• _Opdracht_:
Welke regels uit de items bevatten de tekenreeks "seat"? Som ze op door elke regel volledig over te nemen, en houd daarbij rekening met hoofdletters en kleine letters.
--*--
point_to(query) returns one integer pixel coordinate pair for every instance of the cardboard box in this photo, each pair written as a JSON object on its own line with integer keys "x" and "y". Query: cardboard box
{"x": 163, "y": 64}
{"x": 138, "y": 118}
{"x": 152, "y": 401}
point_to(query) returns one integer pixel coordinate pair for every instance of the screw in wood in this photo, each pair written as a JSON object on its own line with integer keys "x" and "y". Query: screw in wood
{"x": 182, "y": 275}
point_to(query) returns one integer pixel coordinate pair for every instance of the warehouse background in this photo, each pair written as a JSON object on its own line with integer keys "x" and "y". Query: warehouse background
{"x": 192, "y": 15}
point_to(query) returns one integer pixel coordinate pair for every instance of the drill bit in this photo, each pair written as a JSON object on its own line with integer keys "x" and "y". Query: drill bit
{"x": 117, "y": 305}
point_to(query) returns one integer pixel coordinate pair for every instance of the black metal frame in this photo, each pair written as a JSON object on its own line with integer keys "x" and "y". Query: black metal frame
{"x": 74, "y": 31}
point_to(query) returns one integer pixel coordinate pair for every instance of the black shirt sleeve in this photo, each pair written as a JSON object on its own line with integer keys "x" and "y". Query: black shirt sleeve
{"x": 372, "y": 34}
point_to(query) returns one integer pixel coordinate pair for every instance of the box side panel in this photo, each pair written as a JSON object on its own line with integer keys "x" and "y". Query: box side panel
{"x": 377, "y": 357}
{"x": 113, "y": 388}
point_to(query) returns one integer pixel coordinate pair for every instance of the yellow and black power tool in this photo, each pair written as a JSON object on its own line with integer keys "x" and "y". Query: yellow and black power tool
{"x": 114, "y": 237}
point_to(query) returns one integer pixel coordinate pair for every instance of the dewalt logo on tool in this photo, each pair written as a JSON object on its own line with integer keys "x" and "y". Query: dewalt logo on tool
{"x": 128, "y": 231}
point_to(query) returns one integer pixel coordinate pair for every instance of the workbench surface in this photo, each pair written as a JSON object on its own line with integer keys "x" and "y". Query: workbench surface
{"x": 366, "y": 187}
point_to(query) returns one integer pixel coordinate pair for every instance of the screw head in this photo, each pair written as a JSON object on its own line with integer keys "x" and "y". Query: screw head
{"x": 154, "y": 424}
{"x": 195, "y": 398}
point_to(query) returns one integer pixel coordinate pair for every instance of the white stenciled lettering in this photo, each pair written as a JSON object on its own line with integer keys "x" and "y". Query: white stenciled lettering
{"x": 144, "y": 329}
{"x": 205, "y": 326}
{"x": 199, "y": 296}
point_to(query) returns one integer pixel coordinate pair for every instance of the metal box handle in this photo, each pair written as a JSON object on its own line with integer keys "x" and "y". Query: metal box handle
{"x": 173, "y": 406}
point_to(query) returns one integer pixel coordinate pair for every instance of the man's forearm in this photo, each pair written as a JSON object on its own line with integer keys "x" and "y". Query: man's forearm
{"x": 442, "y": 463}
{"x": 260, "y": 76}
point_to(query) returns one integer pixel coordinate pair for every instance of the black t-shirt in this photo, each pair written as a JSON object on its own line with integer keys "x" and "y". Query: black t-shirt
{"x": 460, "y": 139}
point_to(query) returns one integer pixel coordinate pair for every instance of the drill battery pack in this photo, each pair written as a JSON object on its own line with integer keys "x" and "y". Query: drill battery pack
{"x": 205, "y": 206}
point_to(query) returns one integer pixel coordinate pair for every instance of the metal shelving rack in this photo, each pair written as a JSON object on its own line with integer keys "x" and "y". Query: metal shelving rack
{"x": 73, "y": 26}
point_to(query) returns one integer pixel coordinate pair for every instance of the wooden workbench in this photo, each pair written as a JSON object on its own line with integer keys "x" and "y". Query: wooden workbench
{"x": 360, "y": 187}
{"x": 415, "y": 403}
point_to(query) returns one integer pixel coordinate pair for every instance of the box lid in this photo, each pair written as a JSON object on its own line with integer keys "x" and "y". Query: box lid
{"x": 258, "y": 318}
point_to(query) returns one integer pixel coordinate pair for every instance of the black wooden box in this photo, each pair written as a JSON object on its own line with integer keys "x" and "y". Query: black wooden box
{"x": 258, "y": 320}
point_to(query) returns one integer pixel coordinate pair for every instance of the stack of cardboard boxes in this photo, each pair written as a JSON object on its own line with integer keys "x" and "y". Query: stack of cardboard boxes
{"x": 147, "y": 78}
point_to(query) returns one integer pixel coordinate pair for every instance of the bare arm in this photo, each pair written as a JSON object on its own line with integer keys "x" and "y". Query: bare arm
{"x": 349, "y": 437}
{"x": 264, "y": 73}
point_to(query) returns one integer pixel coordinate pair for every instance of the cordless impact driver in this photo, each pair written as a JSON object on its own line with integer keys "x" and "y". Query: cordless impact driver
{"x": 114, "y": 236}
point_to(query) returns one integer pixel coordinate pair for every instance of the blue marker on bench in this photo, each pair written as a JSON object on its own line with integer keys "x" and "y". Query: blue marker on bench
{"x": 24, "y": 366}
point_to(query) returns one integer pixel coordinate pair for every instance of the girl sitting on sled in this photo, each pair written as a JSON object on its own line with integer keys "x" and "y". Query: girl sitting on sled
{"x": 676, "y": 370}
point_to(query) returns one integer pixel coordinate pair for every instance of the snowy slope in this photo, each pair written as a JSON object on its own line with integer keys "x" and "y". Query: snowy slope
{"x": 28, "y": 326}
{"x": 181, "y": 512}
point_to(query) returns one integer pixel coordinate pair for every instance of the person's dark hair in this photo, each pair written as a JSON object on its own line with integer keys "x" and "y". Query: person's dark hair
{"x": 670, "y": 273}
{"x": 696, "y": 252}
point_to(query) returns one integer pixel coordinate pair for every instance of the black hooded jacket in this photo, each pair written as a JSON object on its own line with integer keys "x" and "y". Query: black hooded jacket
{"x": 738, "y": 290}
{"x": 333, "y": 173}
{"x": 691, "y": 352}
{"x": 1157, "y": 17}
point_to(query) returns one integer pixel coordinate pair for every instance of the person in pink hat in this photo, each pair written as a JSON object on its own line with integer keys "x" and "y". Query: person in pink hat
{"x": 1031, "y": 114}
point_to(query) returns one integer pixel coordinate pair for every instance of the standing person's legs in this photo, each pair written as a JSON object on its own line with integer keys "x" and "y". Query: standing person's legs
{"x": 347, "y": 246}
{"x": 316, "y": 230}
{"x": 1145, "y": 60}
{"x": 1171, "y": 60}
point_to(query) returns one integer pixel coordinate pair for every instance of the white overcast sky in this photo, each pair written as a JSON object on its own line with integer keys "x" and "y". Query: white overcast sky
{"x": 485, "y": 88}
--*--
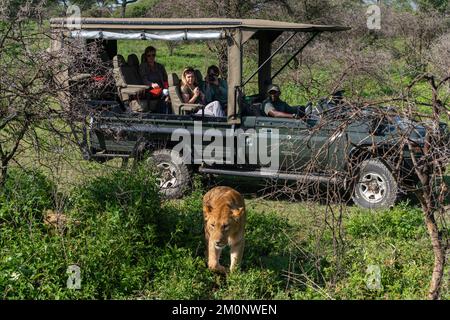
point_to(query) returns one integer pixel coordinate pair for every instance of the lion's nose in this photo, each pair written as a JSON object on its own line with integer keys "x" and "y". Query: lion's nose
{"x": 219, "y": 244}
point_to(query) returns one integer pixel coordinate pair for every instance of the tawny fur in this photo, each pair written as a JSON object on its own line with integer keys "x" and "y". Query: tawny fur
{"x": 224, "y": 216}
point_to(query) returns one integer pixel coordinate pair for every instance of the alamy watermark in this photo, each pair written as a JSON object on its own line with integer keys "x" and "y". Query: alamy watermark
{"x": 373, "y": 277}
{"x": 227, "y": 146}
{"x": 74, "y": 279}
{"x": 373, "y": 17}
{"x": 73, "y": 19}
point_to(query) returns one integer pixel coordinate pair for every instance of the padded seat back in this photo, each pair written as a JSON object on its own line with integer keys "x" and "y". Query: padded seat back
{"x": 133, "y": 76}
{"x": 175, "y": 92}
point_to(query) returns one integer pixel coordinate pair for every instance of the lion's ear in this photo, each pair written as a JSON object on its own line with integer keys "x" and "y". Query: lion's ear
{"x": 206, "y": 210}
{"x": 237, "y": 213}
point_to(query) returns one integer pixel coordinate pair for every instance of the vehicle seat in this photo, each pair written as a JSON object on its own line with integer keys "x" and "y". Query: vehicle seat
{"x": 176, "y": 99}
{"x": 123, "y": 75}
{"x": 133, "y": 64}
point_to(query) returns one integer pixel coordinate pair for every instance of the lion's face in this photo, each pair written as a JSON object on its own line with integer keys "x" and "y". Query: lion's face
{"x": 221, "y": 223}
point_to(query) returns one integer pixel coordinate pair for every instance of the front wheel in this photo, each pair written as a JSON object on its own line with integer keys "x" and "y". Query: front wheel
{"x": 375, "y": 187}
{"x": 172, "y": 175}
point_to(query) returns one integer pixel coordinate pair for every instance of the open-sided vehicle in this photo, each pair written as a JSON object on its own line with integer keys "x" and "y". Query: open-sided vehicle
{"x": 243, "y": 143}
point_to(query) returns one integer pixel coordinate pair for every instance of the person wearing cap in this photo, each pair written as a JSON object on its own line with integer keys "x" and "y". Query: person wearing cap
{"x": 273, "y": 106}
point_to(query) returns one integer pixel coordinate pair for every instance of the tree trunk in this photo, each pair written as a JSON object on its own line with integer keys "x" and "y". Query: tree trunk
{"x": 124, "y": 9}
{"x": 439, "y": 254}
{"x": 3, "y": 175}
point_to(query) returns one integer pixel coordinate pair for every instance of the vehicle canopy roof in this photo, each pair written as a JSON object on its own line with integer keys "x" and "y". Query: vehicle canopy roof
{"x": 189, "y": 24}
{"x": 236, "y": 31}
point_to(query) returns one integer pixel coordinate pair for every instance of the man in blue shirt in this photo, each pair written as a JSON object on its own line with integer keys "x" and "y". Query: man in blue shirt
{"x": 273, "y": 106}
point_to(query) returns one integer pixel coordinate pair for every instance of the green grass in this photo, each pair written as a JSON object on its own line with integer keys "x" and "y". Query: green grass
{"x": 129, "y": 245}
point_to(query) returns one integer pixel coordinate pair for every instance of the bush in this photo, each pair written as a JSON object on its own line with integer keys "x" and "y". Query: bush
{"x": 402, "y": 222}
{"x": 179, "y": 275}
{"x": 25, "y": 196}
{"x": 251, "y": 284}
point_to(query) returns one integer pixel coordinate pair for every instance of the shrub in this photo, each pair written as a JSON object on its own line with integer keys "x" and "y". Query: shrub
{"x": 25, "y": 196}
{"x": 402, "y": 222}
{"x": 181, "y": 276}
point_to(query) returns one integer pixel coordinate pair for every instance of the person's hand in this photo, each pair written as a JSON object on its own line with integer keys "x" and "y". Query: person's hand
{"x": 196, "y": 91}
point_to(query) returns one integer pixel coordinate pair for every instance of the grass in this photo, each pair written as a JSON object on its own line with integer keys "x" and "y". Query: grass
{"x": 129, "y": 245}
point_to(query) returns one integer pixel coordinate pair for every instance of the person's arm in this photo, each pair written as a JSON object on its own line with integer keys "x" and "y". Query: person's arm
--*--
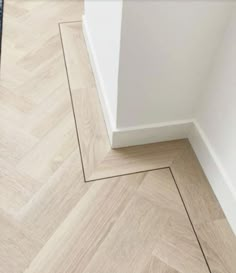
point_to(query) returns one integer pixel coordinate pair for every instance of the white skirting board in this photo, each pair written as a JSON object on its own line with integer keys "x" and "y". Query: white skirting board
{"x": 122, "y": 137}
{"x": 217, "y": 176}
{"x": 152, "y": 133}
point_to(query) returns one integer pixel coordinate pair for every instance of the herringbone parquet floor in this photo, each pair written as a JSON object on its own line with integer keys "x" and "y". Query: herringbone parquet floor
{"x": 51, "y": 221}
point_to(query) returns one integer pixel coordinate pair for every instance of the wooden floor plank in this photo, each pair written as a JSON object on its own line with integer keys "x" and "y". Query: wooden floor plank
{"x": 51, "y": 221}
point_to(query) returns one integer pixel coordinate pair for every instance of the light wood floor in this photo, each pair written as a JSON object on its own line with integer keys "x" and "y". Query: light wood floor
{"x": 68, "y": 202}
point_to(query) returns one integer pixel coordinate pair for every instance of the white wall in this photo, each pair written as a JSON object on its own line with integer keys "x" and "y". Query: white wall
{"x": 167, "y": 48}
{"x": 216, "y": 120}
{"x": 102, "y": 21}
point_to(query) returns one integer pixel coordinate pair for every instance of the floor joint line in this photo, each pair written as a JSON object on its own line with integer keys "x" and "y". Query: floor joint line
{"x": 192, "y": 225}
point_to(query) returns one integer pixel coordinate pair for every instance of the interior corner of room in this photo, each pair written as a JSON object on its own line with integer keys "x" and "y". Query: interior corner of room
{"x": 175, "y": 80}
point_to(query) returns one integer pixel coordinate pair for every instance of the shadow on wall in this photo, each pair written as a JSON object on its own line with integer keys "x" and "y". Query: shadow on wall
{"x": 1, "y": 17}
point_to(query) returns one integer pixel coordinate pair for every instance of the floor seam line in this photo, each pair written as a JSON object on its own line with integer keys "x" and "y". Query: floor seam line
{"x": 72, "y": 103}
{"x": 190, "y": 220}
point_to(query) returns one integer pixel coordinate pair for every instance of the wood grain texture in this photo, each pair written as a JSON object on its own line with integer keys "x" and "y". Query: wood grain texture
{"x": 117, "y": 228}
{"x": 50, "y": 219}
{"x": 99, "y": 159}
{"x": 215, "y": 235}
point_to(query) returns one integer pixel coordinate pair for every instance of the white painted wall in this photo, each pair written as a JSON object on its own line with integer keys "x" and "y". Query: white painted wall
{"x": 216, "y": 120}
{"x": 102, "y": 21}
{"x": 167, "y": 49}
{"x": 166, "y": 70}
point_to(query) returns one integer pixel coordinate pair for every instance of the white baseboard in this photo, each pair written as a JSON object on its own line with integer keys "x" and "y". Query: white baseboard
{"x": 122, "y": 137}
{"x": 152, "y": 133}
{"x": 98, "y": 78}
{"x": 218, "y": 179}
--*--
• _Antwoord_:
point_to(query) returns one integer pixel coordinate pair for every instance of the padded seat back in this photo, each pair written as a JSON object on its own line with integer keys "x" and "y". Query: padded seat back
point_to(query) returns one integer pixel coordinate pair for every instance of the vehicle seat in this photo, each pair written as a JSON object on its own line with integer keys "x" and "y". Query: vehicle seat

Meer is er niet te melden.